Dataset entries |
============

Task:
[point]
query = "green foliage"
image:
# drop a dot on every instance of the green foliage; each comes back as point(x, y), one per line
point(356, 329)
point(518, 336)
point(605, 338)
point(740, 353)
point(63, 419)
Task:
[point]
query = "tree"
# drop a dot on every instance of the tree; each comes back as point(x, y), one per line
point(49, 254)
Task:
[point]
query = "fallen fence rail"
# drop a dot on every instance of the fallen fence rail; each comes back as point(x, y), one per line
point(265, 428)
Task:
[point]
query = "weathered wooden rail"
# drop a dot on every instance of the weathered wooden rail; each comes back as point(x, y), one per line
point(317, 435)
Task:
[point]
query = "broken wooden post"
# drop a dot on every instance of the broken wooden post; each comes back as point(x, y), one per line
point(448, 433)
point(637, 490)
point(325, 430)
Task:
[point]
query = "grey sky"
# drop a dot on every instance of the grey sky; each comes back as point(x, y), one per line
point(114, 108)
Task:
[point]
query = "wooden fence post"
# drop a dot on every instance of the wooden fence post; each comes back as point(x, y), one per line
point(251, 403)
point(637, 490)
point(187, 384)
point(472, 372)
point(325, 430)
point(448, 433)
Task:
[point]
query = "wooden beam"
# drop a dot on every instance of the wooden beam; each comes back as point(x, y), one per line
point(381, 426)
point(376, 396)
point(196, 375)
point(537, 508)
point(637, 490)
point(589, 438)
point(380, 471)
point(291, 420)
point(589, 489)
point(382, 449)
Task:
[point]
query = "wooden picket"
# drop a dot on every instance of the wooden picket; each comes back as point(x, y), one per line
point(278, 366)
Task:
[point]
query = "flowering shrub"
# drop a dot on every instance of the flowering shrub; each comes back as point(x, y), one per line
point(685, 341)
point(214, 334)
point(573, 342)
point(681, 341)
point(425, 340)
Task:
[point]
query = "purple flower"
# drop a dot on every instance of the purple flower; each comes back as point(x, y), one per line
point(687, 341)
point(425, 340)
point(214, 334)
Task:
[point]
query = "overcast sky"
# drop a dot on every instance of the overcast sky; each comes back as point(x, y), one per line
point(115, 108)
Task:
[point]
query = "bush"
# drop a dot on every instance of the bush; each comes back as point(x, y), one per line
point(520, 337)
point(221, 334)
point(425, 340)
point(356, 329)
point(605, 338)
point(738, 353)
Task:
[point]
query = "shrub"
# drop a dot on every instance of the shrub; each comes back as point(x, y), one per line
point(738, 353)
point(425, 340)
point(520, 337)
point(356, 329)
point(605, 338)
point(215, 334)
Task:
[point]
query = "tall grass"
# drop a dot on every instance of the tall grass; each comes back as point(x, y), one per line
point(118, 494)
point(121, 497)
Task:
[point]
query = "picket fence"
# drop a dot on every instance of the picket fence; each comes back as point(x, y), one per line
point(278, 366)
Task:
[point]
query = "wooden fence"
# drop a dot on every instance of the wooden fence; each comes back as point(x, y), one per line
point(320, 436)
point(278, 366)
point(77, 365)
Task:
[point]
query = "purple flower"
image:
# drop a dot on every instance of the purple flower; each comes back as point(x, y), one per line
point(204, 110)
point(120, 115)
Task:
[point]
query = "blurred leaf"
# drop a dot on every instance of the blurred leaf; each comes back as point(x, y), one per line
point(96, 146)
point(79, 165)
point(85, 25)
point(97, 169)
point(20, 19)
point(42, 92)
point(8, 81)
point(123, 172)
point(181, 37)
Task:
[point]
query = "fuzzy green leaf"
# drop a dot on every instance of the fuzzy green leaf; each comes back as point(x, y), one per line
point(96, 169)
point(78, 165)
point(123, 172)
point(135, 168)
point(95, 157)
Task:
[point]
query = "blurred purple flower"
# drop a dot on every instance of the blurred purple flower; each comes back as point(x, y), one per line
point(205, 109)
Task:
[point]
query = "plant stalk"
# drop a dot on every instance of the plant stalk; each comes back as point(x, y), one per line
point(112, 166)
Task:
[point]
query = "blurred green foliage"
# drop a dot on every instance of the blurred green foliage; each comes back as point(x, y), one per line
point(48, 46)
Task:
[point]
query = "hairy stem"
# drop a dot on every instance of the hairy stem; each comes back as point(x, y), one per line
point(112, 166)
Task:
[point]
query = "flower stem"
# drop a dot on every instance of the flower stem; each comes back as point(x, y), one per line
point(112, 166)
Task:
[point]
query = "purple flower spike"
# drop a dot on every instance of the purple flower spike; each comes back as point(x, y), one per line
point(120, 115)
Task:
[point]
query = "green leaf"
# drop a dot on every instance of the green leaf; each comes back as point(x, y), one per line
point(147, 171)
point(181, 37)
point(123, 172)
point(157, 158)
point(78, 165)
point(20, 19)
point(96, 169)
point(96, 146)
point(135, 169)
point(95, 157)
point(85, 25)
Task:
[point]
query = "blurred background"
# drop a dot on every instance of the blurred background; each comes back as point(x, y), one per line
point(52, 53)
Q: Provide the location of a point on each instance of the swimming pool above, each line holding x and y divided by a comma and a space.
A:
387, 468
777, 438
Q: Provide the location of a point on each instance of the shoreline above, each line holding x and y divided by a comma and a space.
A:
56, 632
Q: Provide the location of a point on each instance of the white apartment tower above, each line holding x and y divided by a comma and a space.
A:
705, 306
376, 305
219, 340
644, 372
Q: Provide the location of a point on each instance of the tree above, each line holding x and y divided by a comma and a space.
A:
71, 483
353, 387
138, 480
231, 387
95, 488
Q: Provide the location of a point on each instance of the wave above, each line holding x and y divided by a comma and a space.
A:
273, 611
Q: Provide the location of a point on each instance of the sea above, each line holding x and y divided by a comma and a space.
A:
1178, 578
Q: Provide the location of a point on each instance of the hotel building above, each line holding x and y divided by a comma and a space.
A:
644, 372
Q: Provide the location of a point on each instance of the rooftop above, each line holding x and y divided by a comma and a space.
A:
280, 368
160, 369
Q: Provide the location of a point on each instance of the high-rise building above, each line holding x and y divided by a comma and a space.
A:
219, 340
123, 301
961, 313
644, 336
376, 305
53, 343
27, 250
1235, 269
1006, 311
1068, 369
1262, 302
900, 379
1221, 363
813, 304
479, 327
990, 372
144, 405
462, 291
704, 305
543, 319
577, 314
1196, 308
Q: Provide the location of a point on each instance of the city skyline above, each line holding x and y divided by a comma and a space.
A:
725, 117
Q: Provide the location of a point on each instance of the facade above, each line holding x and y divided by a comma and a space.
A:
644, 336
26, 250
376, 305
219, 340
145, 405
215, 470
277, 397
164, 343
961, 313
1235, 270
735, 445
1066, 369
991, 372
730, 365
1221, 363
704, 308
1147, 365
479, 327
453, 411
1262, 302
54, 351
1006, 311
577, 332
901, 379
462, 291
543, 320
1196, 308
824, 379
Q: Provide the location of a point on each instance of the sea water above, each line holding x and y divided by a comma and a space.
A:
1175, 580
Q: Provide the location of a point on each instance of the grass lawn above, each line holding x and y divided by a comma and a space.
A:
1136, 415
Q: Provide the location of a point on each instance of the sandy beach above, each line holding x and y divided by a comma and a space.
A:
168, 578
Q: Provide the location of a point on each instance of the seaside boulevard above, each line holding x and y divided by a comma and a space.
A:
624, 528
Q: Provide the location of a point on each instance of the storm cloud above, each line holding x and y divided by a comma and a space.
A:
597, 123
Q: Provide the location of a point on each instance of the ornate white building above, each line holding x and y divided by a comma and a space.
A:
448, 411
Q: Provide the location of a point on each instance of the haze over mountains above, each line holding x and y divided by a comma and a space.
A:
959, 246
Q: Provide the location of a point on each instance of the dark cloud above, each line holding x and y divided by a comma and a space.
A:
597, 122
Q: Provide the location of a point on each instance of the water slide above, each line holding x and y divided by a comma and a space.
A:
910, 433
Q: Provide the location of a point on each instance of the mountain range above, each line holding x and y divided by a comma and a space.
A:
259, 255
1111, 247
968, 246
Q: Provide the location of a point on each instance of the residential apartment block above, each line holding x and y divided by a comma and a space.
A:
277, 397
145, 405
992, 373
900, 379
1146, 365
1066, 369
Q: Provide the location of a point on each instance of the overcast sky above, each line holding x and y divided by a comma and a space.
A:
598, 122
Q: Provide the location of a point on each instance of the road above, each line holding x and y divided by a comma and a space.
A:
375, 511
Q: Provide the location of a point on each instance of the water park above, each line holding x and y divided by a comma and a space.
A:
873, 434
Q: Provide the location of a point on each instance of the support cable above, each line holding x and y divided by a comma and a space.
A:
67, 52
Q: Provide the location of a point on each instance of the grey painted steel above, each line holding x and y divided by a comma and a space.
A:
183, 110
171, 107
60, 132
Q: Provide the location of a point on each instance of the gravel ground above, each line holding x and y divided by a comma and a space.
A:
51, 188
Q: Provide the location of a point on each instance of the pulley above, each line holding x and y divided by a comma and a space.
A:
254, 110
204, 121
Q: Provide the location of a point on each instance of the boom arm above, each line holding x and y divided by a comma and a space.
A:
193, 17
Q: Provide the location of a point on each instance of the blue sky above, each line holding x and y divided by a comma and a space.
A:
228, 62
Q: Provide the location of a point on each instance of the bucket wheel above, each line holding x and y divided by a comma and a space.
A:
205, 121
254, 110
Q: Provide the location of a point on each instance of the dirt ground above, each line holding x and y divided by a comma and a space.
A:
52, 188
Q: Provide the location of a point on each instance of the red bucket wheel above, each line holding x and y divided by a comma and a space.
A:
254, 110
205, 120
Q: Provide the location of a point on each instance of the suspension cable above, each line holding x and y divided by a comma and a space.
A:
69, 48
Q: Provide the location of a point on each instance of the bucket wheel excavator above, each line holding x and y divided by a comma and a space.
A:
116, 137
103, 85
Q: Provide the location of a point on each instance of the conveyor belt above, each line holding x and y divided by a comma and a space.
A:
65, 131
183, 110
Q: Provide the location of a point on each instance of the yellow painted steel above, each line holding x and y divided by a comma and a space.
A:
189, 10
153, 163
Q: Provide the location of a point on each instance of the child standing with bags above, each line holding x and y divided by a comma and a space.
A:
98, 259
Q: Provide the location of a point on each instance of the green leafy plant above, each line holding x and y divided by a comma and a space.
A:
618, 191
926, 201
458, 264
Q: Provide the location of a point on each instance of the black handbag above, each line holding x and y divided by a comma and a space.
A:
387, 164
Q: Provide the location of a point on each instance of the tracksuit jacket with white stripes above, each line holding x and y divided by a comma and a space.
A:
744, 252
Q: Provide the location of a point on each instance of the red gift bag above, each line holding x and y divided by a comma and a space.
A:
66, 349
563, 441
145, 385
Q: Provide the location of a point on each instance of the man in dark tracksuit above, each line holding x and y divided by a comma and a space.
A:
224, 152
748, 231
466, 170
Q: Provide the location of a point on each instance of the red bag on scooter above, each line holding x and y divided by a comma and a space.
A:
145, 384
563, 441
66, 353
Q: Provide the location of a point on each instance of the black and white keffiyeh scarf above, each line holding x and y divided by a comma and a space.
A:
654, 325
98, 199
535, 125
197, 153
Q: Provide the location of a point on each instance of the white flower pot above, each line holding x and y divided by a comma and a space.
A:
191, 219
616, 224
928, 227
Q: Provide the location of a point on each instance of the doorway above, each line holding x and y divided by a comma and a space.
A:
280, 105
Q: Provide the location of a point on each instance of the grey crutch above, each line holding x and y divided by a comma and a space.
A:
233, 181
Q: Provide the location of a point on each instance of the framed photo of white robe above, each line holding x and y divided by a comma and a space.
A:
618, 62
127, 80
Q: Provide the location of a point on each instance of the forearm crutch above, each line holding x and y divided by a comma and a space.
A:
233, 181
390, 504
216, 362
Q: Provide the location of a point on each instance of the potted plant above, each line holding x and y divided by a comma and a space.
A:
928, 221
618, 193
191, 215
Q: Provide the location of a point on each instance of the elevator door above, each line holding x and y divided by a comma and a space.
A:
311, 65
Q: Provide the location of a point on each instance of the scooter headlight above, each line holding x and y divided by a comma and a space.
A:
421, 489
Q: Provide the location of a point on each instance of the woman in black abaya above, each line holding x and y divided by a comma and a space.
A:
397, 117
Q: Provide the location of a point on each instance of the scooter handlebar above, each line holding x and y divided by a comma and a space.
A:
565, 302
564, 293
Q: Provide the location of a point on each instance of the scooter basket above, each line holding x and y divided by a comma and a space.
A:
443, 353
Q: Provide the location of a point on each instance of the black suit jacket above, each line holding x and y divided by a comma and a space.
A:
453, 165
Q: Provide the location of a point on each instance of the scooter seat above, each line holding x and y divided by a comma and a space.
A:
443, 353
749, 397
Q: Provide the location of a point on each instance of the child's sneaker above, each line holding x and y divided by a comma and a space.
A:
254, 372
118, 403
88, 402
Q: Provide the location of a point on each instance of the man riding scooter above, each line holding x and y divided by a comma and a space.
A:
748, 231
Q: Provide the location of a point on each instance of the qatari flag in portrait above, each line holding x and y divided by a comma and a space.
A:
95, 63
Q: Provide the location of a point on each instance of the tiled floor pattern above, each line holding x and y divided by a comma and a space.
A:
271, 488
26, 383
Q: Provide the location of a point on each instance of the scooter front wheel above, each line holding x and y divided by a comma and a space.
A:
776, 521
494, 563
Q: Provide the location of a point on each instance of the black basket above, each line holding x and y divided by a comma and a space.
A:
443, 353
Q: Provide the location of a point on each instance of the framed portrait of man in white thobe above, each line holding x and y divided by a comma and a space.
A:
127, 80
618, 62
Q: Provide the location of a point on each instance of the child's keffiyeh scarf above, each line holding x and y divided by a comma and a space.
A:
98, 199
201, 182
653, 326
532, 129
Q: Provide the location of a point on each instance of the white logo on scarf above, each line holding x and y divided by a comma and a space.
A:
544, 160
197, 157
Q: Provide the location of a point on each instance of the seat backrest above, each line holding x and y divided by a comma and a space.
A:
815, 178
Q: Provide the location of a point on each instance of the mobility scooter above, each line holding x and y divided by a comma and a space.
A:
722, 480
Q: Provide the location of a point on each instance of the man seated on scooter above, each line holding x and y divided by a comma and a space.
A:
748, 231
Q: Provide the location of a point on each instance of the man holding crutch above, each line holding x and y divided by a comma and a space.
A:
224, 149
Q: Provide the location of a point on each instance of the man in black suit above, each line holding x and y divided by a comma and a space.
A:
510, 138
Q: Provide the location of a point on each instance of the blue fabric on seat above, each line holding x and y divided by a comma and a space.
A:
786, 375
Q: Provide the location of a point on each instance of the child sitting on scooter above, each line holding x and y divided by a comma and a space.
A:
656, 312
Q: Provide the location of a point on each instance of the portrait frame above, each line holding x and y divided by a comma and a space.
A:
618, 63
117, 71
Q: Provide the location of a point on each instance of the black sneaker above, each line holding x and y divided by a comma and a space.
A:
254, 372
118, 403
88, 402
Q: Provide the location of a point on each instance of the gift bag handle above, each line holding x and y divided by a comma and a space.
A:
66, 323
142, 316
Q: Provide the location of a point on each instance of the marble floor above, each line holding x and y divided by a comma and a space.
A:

============

WHAT IS REQUIRED | State how many lines of the entries above include the string "keffiyeh". The reply is that number alone.

SOLVED PROBLEM | 2